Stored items
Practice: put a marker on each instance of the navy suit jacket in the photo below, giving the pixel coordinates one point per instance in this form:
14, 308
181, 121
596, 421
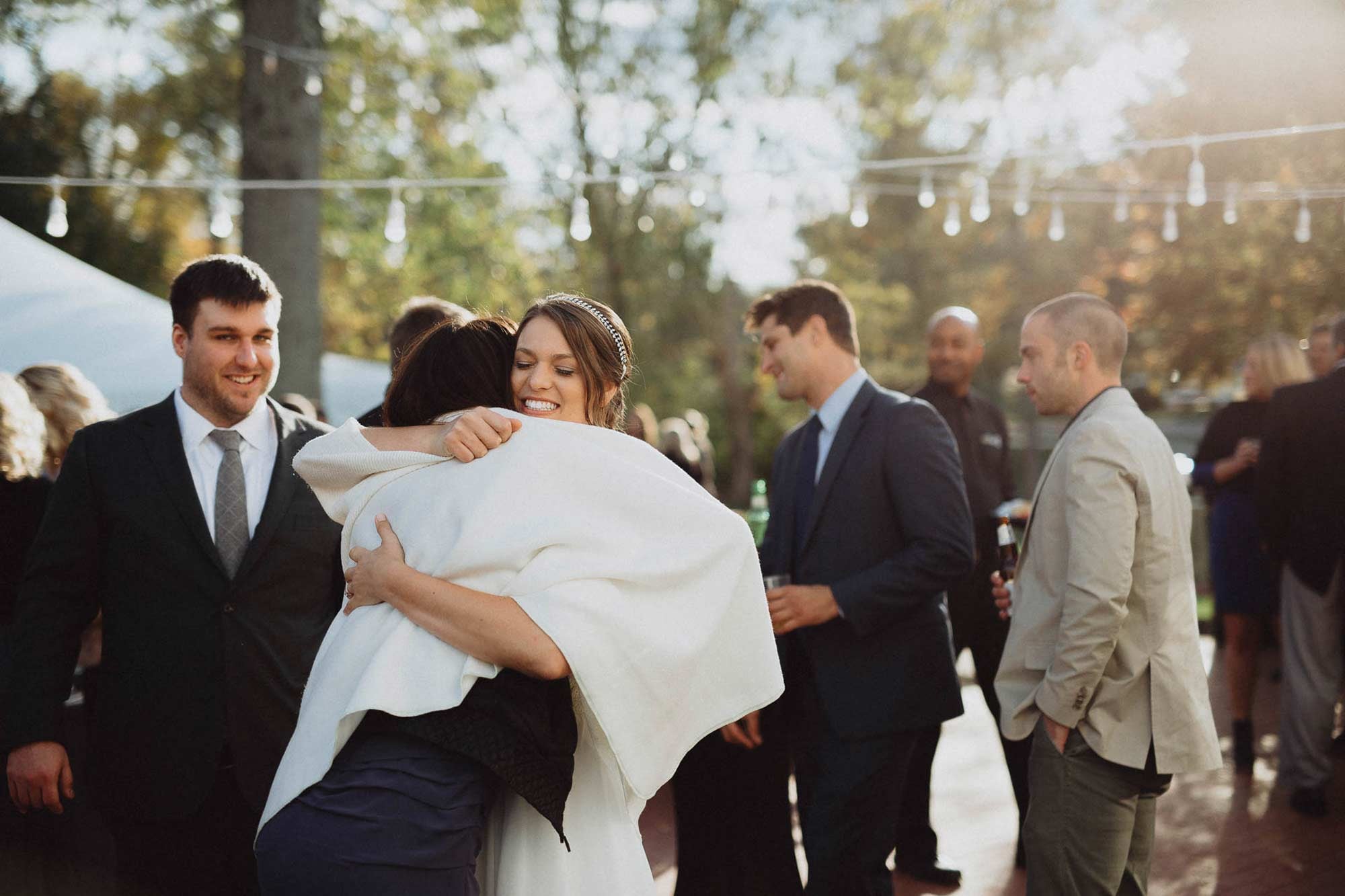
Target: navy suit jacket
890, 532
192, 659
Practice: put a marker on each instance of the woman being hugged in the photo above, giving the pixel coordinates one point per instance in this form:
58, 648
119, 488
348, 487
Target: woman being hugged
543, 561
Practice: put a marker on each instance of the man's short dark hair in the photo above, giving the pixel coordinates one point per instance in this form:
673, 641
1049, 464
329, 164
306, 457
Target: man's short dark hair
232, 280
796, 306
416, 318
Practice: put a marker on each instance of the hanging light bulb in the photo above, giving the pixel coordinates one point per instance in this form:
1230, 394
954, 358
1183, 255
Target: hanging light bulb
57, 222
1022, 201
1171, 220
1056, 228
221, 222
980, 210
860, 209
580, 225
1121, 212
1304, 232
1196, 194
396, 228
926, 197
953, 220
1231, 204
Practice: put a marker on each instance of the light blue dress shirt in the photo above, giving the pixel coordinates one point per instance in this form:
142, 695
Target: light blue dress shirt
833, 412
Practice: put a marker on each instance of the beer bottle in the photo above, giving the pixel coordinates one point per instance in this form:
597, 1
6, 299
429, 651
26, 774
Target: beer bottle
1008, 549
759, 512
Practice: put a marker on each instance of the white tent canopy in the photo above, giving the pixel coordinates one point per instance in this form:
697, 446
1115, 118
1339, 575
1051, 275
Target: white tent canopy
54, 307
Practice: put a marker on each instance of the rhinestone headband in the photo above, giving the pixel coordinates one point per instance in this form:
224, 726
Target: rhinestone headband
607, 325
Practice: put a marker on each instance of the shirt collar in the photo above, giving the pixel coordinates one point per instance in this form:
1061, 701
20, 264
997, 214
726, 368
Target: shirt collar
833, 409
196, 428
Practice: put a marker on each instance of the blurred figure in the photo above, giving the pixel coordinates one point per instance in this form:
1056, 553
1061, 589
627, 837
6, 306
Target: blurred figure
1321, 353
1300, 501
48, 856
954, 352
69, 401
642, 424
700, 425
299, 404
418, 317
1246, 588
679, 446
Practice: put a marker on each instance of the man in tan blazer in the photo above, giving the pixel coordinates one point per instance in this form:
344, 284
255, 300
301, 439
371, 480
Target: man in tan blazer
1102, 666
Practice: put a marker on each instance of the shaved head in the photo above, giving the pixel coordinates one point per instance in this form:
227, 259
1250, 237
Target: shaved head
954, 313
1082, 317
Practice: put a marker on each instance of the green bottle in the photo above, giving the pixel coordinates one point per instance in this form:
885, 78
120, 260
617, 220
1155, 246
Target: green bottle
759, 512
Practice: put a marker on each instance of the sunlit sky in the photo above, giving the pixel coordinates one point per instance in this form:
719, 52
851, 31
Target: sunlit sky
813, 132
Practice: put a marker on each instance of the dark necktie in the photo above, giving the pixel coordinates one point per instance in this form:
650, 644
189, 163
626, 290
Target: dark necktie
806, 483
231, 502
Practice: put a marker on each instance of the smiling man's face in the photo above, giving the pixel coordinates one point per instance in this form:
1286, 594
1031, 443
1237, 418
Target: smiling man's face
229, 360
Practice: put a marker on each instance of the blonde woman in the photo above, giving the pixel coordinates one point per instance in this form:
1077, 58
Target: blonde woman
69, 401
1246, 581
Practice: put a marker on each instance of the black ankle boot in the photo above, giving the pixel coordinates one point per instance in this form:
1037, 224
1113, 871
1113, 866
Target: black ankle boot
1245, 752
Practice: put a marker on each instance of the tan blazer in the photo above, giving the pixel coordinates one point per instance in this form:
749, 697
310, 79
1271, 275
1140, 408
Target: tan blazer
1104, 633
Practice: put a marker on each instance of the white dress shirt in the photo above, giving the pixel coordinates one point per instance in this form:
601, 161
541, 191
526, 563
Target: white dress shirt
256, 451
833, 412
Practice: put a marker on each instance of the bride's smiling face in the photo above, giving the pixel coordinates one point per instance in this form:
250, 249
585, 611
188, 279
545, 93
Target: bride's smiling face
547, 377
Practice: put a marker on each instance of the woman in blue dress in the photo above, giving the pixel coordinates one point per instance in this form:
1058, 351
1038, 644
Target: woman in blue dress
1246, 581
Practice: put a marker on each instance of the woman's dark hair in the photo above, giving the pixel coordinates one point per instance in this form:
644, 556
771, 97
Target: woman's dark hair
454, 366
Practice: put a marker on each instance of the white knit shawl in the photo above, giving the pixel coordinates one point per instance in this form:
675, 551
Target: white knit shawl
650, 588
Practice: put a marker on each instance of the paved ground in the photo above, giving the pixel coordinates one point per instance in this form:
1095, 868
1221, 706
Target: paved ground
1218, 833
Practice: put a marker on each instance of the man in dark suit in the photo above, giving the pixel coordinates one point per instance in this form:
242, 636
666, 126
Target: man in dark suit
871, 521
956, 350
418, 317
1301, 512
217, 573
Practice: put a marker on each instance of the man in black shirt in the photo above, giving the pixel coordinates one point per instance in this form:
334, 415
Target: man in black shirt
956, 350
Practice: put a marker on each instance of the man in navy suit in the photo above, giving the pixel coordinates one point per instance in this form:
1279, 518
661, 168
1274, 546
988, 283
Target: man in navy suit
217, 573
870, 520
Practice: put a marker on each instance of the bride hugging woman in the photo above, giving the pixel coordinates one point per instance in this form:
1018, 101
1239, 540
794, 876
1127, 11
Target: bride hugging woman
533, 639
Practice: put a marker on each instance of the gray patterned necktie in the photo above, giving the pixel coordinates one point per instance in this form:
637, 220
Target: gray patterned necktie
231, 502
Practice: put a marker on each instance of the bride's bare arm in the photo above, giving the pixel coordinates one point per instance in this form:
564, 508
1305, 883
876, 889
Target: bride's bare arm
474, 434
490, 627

> **Set task**
Rewrite everything from the line containing "Practice: put a marker on each instance of the bride's bare" down to the end of the data as a numbered list, leaving out any blank lines.

> **Solution for this task**
1. Practice: put a marker on each instance of the bride's bare arm in the photo above, giving the pixel coordinates one point per instance in this form:
2. 564, 508
3. 1305, 883
4. 876, 889
5. Target: bride's bare arm
6. 474, 434
7. 490, 627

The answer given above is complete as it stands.